Retype the records below word for word, leaving out the pictures.

## BEGIN Provided records

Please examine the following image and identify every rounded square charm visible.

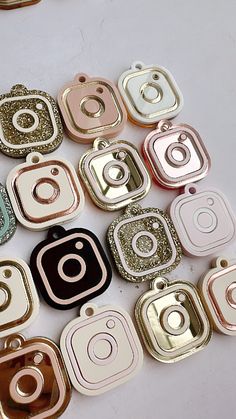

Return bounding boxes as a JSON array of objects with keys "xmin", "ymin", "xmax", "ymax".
[
  {"xmin": 143, "ymin": 120, "xmax": 211, "ymax": 189},
  {"xmin": 170, "ymin": 183, "xmax": 236, "ymax": 256},
  {"xmin": 0, "ymin": 183, "xmax": 16, "ymax": 244},
  {"xmin": 198, "ymin": 257, "xmax": 236, "ymax": 336},
  {"xmin": 107, "ymin": 205, "xmax": 181, "ymax": 282},
  {"xmin": 30, "ymin": 226, "xmax": 112, "ymax": 310},
  {"xmin": 135, "ymin": 277, "xmax": 212, "ymax": 363},
  {"xmin": 61, "ymin": 304, "xmax": 143, "ymax": 396},
  {"xmin": 118, "ymin": 62, "xmax": 183, "ymax": 126},
  {"xmin": 0, "ymin": 84, "xmax": 63, "ymax": 157},
  {"xmin": 0, "ymin": 258, "xmax": 39, "ymax": 340},
  {"xmin": 79, "ymin": 138, "xmax": 151, "ymax": 211},
  {"xmin": 0, "ymin": 335, "xmax": 71, "ymax": 419},
  {"xmin": 58, "ymin": 74, "xmax": 127, "ymax": 143},
  {"xmin": 7, "ymin": 153, "xmax": 84, "ymax": 230}
]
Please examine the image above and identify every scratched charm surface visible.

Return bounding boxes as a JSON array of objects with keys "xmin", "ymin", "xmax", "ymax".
[
  {"xmin": 107, "ymin": 204, "xmax": 182, "ymax": 282},
  {"xmin": 143, "ymin": 120, "xmax": 211, "ymax": 189},
  {"xmin": 58, "ymin": 73, "xmax": 127, "ymax": 143},
  {"xmin": 79, "ymin": 138, "xmax": 151, "ymax": 211},
  {"xmin": 0, "ymin": 84, "xmax": 63, "ymax": 157},
  {"xmin": 0, "ymin": 334, "xmax": 71, "ymax": 419},
  {"xmin": 118, "ymin": 61, "xmax": 183, "ymax": 126},
  {"xmin": 0, "ymin": 258, "xmax": 39, "ymax": 340},
  {"xmin": 198, "ymin": 257, "xmax": 236, "ymax": 336},
  {"xmin": 7, "ymin": 153, "xmax": 84, "ymax": 230},
  {"xmin": 60, "ymin": 304, "xmax": 143, "ymax": 396},
  {"xmin": 0, "ymin": 183, "xmax": 16, "ymax": 245},
  {"xmin": 135, "ymin": 277, "xmax": 212, "ymax": 363}
]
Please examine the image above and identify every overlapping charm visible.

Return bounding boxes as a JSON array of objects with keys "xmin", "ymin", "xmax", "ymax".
[
  {"xmin": 143, "ymin": 120, "xmax": 211, "ymax": 189},
  {"xmin": 7, "ymin": 153, "xmax": 84, "ymax": 230},
  {"xmin": 79, "ymin": 138, "xmax": 151, "ymax": 211},
  {"xmin": 61, "ymin": 304, "xmax": 143, "ymax": 396},
  {"xmin": 118, "ymin": 62, "xmax": 183, "ymax": 126},
  {"xmin": 0, "ymin": 335, "xmax": 71, "ymax": 419},
  {"xmin": 135, "ymin": 277, "xmax": 211, "ymax": 363},
  {"xmin": 170, "ymin": 183, "xmax": 236, "ymax": 256},
  {"xmin": 107, "ymin": 204, "xmax": 181, "ymax": 282},
  {"xmin": 198, "ymin": 257, "xmax": 236, "ymax": 336},
  {"xmin": 58, "ymin": 74, "xmax": 127, "ymax": 143},
  {"xmin": 30, "ymin": 226, "xmax": 112, "ymax": 309},
  {"xmin": 0, "ymin": 183, "xmax": 16, "ymax": 244},
  {"xmin": 0, "ymin": 84, "xmax": 63, "ymax": 157},
  {"xmin": 0, "ymin": 258, "xmax": 39, "ymax": 340}
]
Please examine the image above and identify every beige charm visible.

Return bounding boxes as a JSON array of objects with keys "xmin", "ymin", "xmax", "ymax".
[
  {"xmin": 135, "ymin": 277, "xmax": 211, "ymax": 363},
  {"xmin": 0, "ymin": 258, "xmax": 39, "ymax": 340},
  {"xmin": 7, "ymin": 153, "xmax": 84, "ymax": 230}
]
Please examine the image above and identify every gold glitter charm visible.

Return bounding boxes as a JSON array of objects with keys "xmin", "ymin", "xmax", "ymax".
[
  {"xmin": 135, "ymin": 277, "xmax": 212, "ymax": 363},
  {"xmin": 0, "ymin": 84, "xmax": 63, "ymax": 157},
  {"xmin": 107, "ymin": 204, "xmax": 181, "ymax": 282}
]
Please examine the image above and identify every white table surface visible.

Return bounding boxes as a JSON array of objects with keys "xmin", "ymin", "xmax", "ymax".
[{"xmin": 0, "ymin": 0, "xmax": 236, "ymax": 419}]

## END Provided records

Task response:
Please examine the following image and identify every rounded square charm visible.


Return bounding boxes as a JSON array of objects with keys "xmin", "ymin", "xmax", "ymax".
[
  {"xmin": 143, "ymin": 120, "xmax": 211, "ymax": 189},
  {"xmin": 170, "ymin": 183, "xmax": 236, "ymax": 256},
  {"xmin": 0, "ymin": 183, "xmax": 16, "ymax": 244},
  {"xmin": 198, "ymin": 257, "xmax": 236, "ymax": 336},
  {"xmin": 107, "ymin": 205, "xmax": 181, "ymax": 282},
  {"xmin": 30, "ymin": 226, "xmax": 112, "ymax": 310},
  {"xmin": 135, "ymin": 277, "xmax": 212, "ymax": 363},
  {"xmin": 61, "ymin": 304, "xmax": 143, "ymax": 396},
  {"xmin": 118, "ymin": 62, "xmax": 183, "ymax": 126},
  {"xmin": 0, "ymin": 84, "xmax": 63, "ymax": 157},
  {"xmin": 0, "ymin": 258, "xmax": 39, "ymax": 340},
  {"xmin": 79, "ymin": 138, "xmax": 151, "ymax": 211},
  {"xmin": 0, "ymin": 335, "xmax": 71, "ymax": 419},
  {"xmin": 58, "ymin": 74, "xmax": 127, "ymax": 143},
  {"xmin": 7, "ymin": 153, "xmax": 84, "ymax": 230}
]
Please examine the image above and identify every scratched charm surface visible.

Return bounding boxes as a JSON array of objects with keys "xmin", "ymin", "xmax", "ymax".
[
  {"xmin": 107, "ymin": 204, "xmax": 182, "ymax": 282},
  {"xmin": 143, "ymin": 120, "xmax": 211, "ymax": 189},
  {"xmin": 58, "ymin": 73, "xmax": 127, "ymax": 143},
  {"xmin": 79, "ymin": 138, "xmax": 151, "ymax": 211},
  {"xmin": 0, "ymin": 84, "xmax": 63, "ymax": 157},
  {"xmin": 0, "ymin": 334, "xmax": 71, "ymax": 419},
  {"xmin": 118, "ymin": 61, "xmax": 183, "ymax": 126},
  {"xmin": 0, "ymin": 258, "xmax": 39, "ymax": 340},
  {"xmin": 198, "ymin": 257, "xmax": 236, "ymax": 336},
  {"xmin": 7, "ymin": 153, "xmax": 84, "ymax": 230},
  {"xmin": 60, "ymin": 304, "xmax": 143, "ymax": 396},
  {"xmin": 0, "ymin": 183, "xmax": 16, "ymax": 245},
  {"xmin": 135, "ymin": 277, "xmax": 212, "ymax": 363}
]
Please examine the image above and identify every overlapping charm visible.

Return bounding boxes as a JSON array of objects with keys "xmin", "ymin", "xmax", "ymax".
[
  {"xmin": 143, "ymin": 120, "xmax": 211, "ymax": 189},
  {"xmin": 7, "ymin": 153, "xmax": 84, "ymax": 230},
  {"xmin": 79, "ymin": 138, "xmax": 151, "ymax": 211},
  {"xmin": 61, "ymin": 304, "xmax": 143, "ymax": 396},
  {"xmin": 118, "ymin": 62, "xmax": 183, "ymax": 126},
  {"xmin": 0, "ymin": 335, "xmax": 71, "ymax": 419},
  {"xmin": 135, "ymin": 277, "xmax": 211, "ymax": 363},
  {"xmin": 170, "ymin": 183, "xmax": 236, "ymax": 256},
  {"xmin": 107, "ymin": 204, "xmax": 181, "ymax": 282},
  {"xmin": 198, "ymin": 257, "xmax": 236, "ymax": 336},
  {"xmin": 58, "ymin": 74, "xmax": 127, "ymax": 143},
  {"xmin": 30, "ymin": 226, "xmax": 112, "ymax": 309},
  {"xmin": 0, "ymin": 183, "xmax": 16, "ymax": 244},
  {"xmin": 0, "ymin": 84, "xmax": 63, "ymax": 157},
  {"xmin": 0, "ymin": 258, "xmax": 39, "ymax": 340}
]
Please examine the image above and identify every beige charm visible.

Return bounding boxes as a JSON array of objects with keys "xmin", "ymin", "xmax", "ymax".
[
  {"xmin": 135, "ymin": 277, "xmax": 211, "ymax": 363},
  {"xmin": 0, "ymin": 258, "xmax": 39, "ymax": 340},
  {"xmin": 7, "ymin": 153, "xmax": 84, "ymax": 230}
]
Please examine the image above and identify every gold glitter charm visible.

Return bounding boxes as a JSON array of objects with keys "xmin", "ymin", "xmax", "ymax".
[
  {"xmin": 135, "ymin": 277, "xmax": 212, "ymax": 363},
  {"xmin": 0, "ymin": 84, "xmax": 63, "ymax": 157},
  {"xmin": 107, "ymin": 204, "xmax": 181, "ymax": 282}
]
Please examine the image above and identify every white table surface visible.

Return bounding boxes as a JSON array of objects with keys "xmin", "ymin", "xmax", "ymax".
[{"xmin": 0, "ymin": 0, "xmax": 236, "ymax": 419}]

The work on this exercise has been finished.